Direction: In the lines below, swap "bed pillow" for "throw pillow" and reproduce everything else unchanged.
# start of The records
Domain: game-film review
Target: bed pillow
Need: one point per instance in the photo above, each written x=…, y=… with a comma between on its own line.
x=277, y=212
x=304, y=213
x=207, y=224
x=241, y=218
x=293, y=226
# end of The records
Right answer:
Domain: game-film review
Target: throw pillow
Need: one point per instance in the photo above, each written x=…, y=… with a comma between on its own line.
x=277, y=212
x=304, y=213
x=207, y=224
x=241, y=218
x=293, y=226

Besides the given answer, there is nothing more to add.